What the exercise asks —
Copy the following lines verbatim, keeping every character and line break unchanged.

Exercise material —

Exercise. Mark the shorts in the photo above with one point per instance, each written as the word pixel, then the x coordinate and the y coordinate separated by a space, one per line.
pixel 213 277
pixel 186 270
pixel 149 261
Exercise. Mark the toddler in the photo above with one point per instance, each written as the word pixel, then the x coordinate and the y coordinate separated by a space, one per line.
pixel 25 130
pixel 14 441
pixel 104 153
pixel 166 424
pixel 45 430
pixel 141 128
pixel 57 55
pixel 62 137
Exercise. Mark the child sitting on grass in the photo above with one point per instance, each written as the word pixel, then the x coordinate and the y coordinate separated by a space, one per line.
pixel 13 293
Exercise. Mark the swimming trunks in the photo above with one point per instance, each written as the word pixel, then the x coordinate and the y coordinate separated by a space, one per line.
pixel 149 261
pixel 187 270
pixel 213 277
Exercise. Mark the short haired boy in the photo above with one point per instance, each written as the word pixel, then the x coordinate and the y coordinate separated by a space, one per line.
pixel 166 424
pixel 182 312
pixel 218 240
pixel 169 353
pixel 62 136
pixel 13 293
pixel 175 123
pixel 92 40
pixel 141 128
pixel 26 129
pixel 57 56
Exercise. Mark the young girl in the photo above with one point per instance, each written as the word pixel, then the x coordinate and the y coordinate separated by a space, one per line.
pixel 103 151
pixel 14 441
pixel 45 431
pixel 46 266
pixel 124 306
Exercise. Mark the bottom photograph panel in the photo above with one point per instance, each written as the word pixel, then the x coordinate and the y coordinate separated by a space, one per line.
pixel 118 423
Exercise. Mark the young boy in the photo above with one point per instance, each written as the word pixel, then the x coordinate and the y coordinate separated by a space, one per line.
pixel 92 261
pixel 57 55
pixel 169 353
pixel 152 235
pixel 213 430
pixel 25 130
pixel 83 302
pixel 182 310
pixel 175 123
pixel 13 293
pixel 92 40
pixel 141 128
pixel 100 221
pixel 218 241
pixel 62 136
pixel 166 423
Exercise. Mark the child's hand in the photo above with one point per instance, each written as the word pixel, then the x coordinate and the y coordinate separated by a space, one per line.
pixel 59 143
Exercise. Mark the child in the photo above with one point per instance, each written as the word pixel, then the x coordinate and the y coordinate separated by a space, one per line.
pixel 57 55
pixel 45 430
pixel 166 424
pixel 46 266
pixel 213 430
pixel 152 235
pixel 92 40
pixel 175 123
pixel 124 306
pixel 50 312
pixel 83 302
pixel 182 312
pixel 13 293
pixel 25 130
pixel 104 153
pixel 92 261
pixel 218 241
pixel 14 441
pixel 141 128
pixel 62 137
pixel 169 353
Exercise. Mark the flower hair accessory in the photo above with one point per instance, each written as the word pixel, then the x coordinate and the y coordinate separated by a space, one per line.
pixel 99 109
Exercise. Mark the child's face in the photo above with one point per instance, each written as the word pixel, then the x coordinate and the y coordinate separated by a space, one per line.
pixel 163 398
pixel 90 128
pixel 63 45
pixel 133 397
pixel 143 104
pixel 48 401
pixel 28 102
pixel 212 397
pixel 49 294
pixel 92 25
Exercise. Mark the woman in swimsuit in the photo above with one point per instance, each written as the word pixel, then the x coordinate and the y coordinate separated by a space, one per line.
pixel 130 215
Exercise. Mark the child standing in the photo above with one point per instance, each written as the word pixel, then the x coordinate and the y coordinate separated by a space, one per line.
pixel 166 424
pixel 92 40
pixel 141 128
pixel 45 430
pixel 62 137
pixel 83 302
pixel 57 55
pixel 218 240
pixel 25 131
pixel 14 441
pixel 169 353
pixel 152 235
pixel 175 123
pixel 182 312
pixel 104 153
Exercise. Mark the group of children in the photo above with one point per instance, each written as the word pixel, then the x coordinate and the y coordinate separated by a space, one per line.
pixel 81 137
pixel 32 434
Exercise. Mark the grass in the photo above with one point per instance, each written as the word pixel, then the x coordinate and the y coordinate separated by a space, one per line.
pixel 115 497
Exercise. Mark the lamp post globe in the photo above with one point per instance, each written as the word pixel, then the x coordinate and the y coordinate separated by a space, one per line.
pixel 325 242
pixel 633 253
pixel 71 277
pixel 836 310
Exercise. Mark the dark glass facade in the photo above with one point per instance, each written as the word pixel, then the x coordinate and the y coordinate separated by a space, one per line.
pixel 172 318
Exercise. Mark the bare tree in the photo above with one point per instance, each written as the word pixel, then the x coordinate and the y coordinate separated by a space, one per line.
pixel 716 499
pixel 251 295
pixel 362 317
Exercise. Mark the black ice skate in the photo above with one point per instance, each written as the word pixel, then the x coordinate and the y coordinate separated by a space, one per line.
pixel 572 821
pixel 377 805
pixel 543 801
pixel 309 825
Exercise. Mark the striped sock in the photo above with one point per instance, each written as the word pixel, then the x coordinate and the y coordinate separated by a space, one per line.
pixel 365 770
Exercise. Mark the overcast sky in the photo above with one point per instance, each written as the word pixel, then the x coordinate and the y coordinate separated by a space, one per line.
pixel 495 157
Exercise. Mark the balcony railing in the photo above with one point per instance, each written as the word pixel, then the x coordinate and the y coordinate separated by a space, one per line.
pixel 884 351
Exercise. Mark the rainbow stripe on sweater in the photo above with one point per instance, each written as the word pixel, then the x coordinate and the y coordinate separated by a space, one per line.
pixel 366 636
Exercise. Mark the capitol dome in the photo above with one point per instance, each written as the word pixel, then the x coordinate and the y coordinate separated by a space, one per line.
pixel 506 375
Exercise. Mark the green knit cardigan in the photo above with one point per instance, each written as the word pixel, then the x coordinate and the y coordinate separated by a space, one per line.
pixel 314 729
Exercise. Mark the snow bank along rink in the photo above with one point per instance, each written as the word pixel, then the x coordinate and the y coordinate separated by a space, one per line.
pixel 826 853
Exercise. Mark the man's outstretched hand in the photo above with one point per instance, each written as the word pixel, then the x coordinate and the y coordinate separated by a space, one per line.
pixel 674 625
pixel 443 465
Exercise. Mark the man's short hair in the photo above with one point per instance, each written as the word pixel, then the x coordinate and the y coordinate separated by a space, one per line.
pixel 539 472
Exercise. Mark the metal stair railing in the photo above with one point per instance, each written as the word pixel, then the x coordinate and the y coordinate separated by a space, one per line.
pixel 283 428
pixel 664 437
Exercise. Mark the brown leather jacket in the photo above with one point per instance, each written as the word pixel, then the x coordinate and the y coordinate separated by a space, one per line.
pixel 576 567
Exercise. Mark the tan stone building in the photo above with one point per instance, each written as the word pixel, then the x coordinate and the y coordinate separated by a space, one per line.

Answer for this exercise —
Exercise. Mark the shorts in the photo above with one point per instance, each written as the word pixel, then the x coordinate and the y coordinate separated by a space, one per line.
pixel 213 277
pixel 186 270
pixel 149 261
Exercise. Mark the toddler in the photo above with one point per instance, each written as the word pixel, then the x coordinate and the y coordinate separated by a space, one per line.
pixel 25 130
pixel 14 441
pixel 104 153
pixel 166 424
pixel 45 430
pixel 141 128
pixel 57 55
pixel 62 137
Exercise. Mark the child sitting on grass in the photo above with one point per instance, each written as the word pixel, then the x coordinate and the y coordinate separated by a space, one per line.
pixel 13 293
Exercise. Mark the swimming trunks in the photo above with one point per instance, each written as the word pixel, then the x coordinate and the y coordinate separated by a space, one per line.
pixel 149 261
pixel 187 270
pixel 213 277
Exercise. Mark the short haired boy in the photo above with one point per instance, each written as the word pixel, then the x coordinate and the y coordinate separated by a space, one per line.
pixel 166 424
pixel 182 312
pixel 218 240
pixel 169 353
pixel 62 136
pixel 13 293
pixel 175 123
pixel 92 40
pixel 141 128
pixel 26 129
pixel 57 56
Exercise. Mark the young girl in the photo above with one point per instance, each written as the word pixel, then the x coordinate and the y coordinate separated by a space, one per line.
pixel 103 151
pixel 14 441
pixel 45 431
pixel 46 266
pixel 124 306
Exercise. Mark the bottom photograph panel in the photo above with one point per instance, each written as the word pixel, then the x coordinate and the y coordinate separated by a space, one per line.
pixel 118 423
Exercise. Mark the young boy in the photo above with one point per instance, each written as the word pixel, then the x coordinate and the y coordinate separated by a space, one per line.
pixel 92 261
pixel 57 55
pixel 169 353
pixel 152 235
pixel 213 430
pixel 25 130
pixel 83 302
pixel 182 310
pixel 175 123
pixel 13 293
pixel 92 40
pixel 141 128
pixel 100 221
pixel 218 241
pixel 62 136
pixel 166 423
Exercise. Mark the child's hand in the photo above with one point per instance, each written as the word pixel, then the x coordinate and the y coordinate separated by a space, one per line.
pixel 59 143
Exercise. Mark the child in the photo above with one point per instance, each written as the word pixel, then the x coordinate and the y coordinate separated by a space, one per line.
pixel 57 55
pixel 45 430
pixel 166 424
pixel 46 266
pixel 213 430
pixel 152 235
pixel 92 40
pixel 175 123
pixel 124 306
pixel 50 312
pixel 83 302
pixel 182 312
pixel 13 293
pixel 25 130
pixel 104 153
pixel 92 261
pixel 218 241
pixel 14 441
pixel 141 128
pixel 62 137
pixel 169 353
Exercise. Mark the flower hair accessory in the photo above with one point per instance, each written as the word pixel, then the x coordinate and the y coordinate separated by a space, one per line.
pixel 99 109
Exercise. Mark the child's face in the photo above with one point per instance, each written as the word pixel, then the x coordinate and the y coordinate separated by a space, one per line.
pixel 163 398
pixel 90 128
pixel 63 45
pixel 133 397
pixel 143 104
pixel 48 401
pixel 28 102
pixel 212 397
pixel 49 294
pixel 92 25
Exercise. Mark the woman in swimsuit in the photo above with one point per instance, each written as the word pixel, then the x coordinate and the y coordinate separated by a space, one per line.
pixel 130 215
Exercise. Mark the child standing in the photo above with one point per instance, each written as the word pixel, then the x coordinate and the y coordinate separated by a space, one per line.
pixel 166 424
pixel 92 40
pixel 141 128
pixel 45 430
pixel 62 137
pixel 83 302
pixel 57 55
pixel 218 240
pixel 25 131
pixel 14 441
pixel 169 353
pixel 152 235
pixel 175 123
pixel 182 312
pixel 104 153
Exercise. Mark the group of children in the photo above with one point per instance, each written as the word pixel, then the x coordinate and the y coordinate separated by a space, one per line.
pixel 81 137
pixel 32 434
Exercise. Mark the grass in the photo above with one point per instance, each written as the word pixel, then the x coordinate and the y coordinate separated by a space, one per line.
pixel 115 497
Exercise. Mark the lamp post globe in the photo above with one point per instance, each written as the word pixel, then the x coordinate and the y coordinate separated by a space, one per line.
pixel 325 242
pixel 633 253
pixel 71 277
pixel 836 310
Exercise. Mark the dark glass facade in the photo above with one point per instance, each written as the word pixel, then the x coordinate and the y coordinate separated by a space, one per line.
pixel 172 318
Exercise. Mark the bare tree in the photo above with one point per instance, each written as the word pixel, then the x coordinate and the y coordinate separated by a space, one per line.
pixel 716 499
pixel 251 295
pixel 362 317
Exercise. Mark the black ice skate in the photo above with one point per instance, each written as the word pixel, then the x coordinate and the y coordinate separated by a space, one per line.
pixel 572 821
pixel 377 805
pixel 543 801
pixel 309 825
Exercise. Mark the striped sock in the photo above with one point per instance, each written as the word pixel, then the x coordinate and the y coordinate separated by a space, one per line.
pixel 365 770
Exercise. Mark the overcast sky in the photo above with one point per instance, each written as the word pixel, then the x coordinate and the y coordinate separated by a space, one per line.
pixel 495 157
Exercise. Mark the balcony railing in the photo above with one point per instance, each written as the word pixel, then the x coordinate and the y coordinate separated by a space, one per line.
pixel 884 351
Exercise. Mark the rainbow stripe on sweater in the photo above with one point per instance, each written as the word pixel, then the x coordinate and the y coordinate separated by a space, one per line.
pixel 366 636
Exercise. Mark the capitol dome in the photo above with one point per instance, each written as the word pixel, then the x coordinate and the y coordinate separated by a space, one per line.
pixel 506 375
Exercise. Mark the green knit cardigan in the photo above with one point per instance, each written as the word pixel, then the x coordinate and the y coordinate separated by a space, one per line.
pixel 314 729
Exercise. Mark the snow bank along rink in the photo above with one point per instance, each written as the word pixel, then the x coordinate and the y coordinate separated by a space, one per line.
pixel 826 853
Exercise. Mark the man's outstretched hand in the photo above with one point per instance, each written as the word pixel, then the x coordinate and the y coordinate separated by a space, one per line.
pixel 674 625
pixel 443 465
Exercise. Mark the man's short hair in the photo above with one point per instance, each written as the word pixel, then the x coordinate and the y coordinate separated by a space, one per line.
pixel 539 472
Exercise. Mark the metal stair railing in the photo above with one point per instance, each written as the word pixel, then the x coordinate and the y coordinate separated by a space, one per line.
pixel 283 428
pixel 664 437
Exercise. Mark the brown leather jacket in the photo above with one point per instance, each written as the word pixel, then the x coordinate and the y coordinate separated by a space, one per line.
pixel 576 567
Exercise. Mark the tan stone building in the photo above with one point per instance, each written as the word pixel, then the x coordinate and the y coordinate separated by a space, one per line.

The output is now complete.